### THE EXERCISE
In the passage on the Hinckley gas works of 1873, how tall is the chimney?

### DOCUMENT PASSAGE

--- start ---

GAS WORKS 1873 Coventry Road. 'Owing to the great demand for gas, occasioned by the extensive business of the town, the shareholders found it necessary to erect new and enlarged works, which would supply enough, even with an increasing consumption, for many years to come. The inhabitants had frequently been driven to great annoyances owing to the insufficiency of gas, and on some occasions the manufactories, the shops, the domestic hearth, and the public streets, were suddenly thrown into darkness, which created much confusion and alarm' (Baxter, History of Hinckley, 67).
Above, left: 'Bleak House', Coventry Road, about 1910. right: Demolition of 'Bleak House' in progress, 1970s (Leicester Mercury).
The new works were opened on 8 August 1873, the overall cost being £7,500. They were designed to light a town of 7,000 inhabitants. Apart from the works, meters etc. 'there is a large house for materials, with a Director's room, Manager's office, meter-fitting place, and fitting shops, etc. A station meter was also purchased by the Company, shewing the amount of work done. The gasometer will hold 60,000 feet of gas. There is a tall chimney 87 feet high, square at bottom, and 2ft.9in. in top of the flue. Other parts of the works involve a scientific principle as well as a vast amount of ingenious contrivance. Mr. M. Billings, of Hinckley, was the contractor for the new works, and they were inspected by Mr. Goodacre, who said they would now bear comparison with those of any town of the size in the midland counties' (Baxter, History of Hinckley, 66-8). The new gas works were formally opened in August 1873 (Leicester Journal, Fri 15 Aug). By 1874 there were 106 public lamps supplied by the company at a cost of £3 5s per lamp.
Above, left: Hinckley Gas Works in the 1950s. right: dismantling of the last gasometer (courtesy David J. Wood)

--- end ---

### DATA SECTION
--- start ---

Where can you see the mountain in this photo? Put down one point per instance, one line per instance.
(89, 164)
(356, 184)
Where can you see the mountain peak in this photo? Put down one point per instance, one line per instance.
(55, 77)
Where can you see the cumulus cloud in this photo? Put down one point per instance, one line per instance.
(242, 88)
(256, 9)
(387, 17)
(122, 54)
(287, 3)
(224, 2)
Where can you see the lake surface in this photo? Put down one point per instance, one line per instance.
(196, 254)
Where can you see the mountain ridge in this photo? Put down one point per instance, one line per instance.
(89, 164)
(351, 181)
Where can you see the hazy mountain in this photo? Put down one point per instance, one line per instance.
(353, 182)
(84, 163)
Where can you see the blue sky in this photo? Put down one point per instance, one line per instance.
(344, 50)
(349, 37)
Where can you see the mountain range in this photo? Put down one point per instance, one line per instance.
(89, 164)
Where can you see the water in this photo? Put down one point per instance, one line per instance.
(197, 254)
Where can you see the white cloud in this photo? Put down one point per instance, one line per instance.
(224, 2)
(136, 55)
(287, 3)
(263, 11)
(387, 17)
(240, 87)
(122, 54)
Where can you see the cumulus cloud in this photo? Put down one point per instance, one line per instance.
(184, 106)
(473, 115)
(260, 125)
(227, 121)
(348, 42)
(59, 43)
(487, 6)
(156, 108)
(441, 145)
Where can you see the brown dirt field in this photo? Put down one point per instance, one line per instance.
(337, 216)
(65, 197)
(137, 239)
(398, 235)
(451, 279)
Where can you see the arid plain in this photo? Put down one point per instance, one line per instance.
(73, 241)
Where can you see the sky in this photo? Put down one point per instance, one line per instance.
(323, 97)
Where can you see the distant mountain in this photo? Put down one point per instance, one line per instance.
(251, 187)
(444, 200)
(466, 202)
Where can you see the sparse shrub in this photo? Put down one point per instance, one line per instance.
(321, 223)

--- end ---

### EXERCISE OUTPUT
87 feet